__Aim of the exercise__:
An exact transcription of each entry below is required, without any pictures.

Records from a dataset

· · · · · · ·

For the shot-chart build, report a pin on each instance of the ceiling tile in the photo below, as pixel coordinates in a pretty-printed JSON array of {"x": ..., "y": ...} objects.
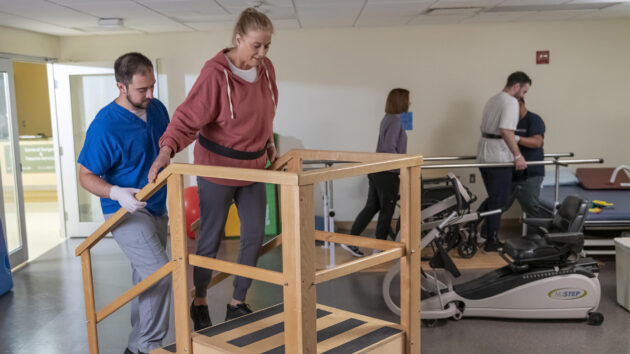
[
  {"x": 532, "y": 2},
  {"x": 496, "y": 17},
  {"x": 429, "y": 20},
  {"x": 9, "y": 20},
  {"x": 555, "y": 15}
]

· · · · · · ·

__Solution to this exercise__:
For the shot-chart build, report a pin on each instance of the ceiling tile in the photo below, as pixel coordinates in a pretty-printed JSON array of {"x": ..., "y": ...} objects.
[
  {"x": 532, "y": 2},
  {"x": 496, "y": 17},
  {"x": 429, "y": 20},
  {"x": 9, "y": 20},
  {"x": 555, "y": 15}
]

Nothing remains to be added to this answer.